:: TASK INPUTS
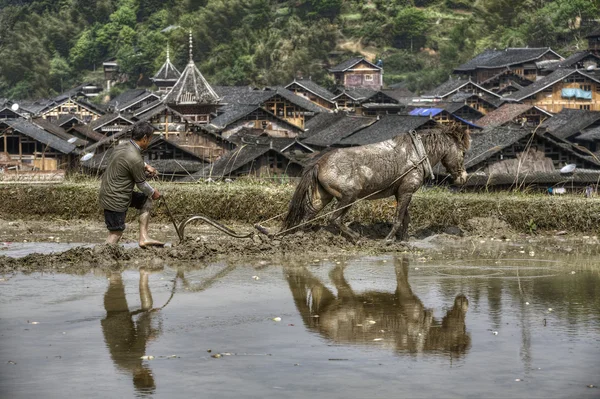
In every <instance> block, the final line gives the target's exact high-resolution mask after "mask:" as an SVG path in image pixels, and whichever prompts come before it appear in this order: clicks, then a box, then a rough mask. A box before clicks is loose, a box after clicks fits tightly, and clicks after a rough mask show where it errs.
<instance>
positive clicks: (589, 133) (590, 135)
mask: <svg viewBox="0 0 600 399" xmlns="http://www.w3.org/2000/svg"><path fill="white" fill-rule="evenodd" d="M575 140H577V141H600V126H598V127H595V128H593V129H590V130H586V131H585V132H583V133H581V134H580V135H579V136H577V137H576V138H575Z"/></svg>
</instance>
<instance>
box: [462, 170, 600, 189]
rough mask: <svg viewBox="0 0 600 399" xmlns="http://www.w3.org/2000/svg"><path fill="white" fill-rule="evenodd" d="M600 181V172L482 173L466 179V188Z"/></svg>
mask: <svg viewBox="0 0 600 399" xmlns="http://www.w3.org/2000/svg"><path fill="white" fill-rule="evenodd" d="M599 179H600V170H593V169H579V168H577V169H575V172H574V173H572V174H564V173H560V171H559V170H556V171H552V172H527V173H521V174H519V176H518V179H517V176H515V175H513V174H508V173H493V174H491V175H488V174H486V173H483V172H477V173H471V174H469V177H468V179H467V183H466V184H465V185H466V186H470V187H474V186H509V185H513V184H515V183H516V182H518V184H522V185H525V186H530V185H535V184H541V185H556V184H561V183H564V184H571V183H574V184H587V183H597V182H598V180H599Z"/></svg>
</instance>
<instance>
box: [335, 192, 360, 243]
mask: <svg viewBox="0 0 600 399" xmlns="http://www.w3.org/2000/svg"><path fill="white" fill-rule="evenodd" d="M353 202H354V198H351V197H345V198H342V199H340V200H338V202H337V204H336V205H335V211H334V212H333V215H332V216H331V220H330V222H331V224H333V225H335V226H336V227H337V228H338V229H339V230H340V231H341V232H342V234H345V235H346V236H348V237H349V238H350V239H351V240H352V241H357V240H358V238H359V237H360V235H359V234H358V233H356V232H354V231H352V230H351V229H350V228H349V227H348V226H346V225H345V224H344V216H346V214H347V213H348V211H349V210H350V208H351V206H348V205H350V204H352V203H353Z"/></svg>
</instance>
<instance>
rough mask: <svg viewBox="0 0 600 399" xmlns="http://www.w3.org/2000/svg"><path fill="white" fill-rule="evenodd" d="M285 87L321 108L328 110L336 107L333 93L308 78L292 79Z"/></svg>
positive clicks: (290, 90)
mask: <svg viewBox="0 0 600 399" xmlns="http://www.w3.org/2000/svg"><path fill="white" fill-rule="evenodd" d="M285 88H286V89H288V90H289V91H291V92H292V93H294V94H296V95H297V96H302V97H304V98H306V99H307V100H309V101H312V102H313V103H315V104H317V105H319V106H321V107H323V108H327V109H330V110H333V109H335V108H336V104H335V101H334V100H333V98H334V97H335V94H333V93H332V92H330V91H329V90H327V89H326V88H324V87H321V86H319V85H318V84H316V83H315V82H313V81H312V80H310V79H294V81H293V82H292V83H290V84H288V85H287V86H285Z"/></svg>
::::
PROBLEM TO WORK ON:
Lay out as a JSON list of strings the lines from the start of the records through the line containing "positive clicks: (589, 133) (590, 135)", one string per line with blank lines left out. Leave the pictures out.

RESULT FOR THIS EXERCISE:
[
  "In every <instance> block, the final line gives the target's exact high-resolution mask after \"mask:\" as an SVG path in image pixels, and whichever prompts come before it appear in this order: clicks, then a box, then a rough mask. A box before clicks is loose, a box after clicks fits tightly, and clicks after a rough mask show where it errs.",
  "<instance>",
  "positive clicks: (589, 133) (590, 135)"
]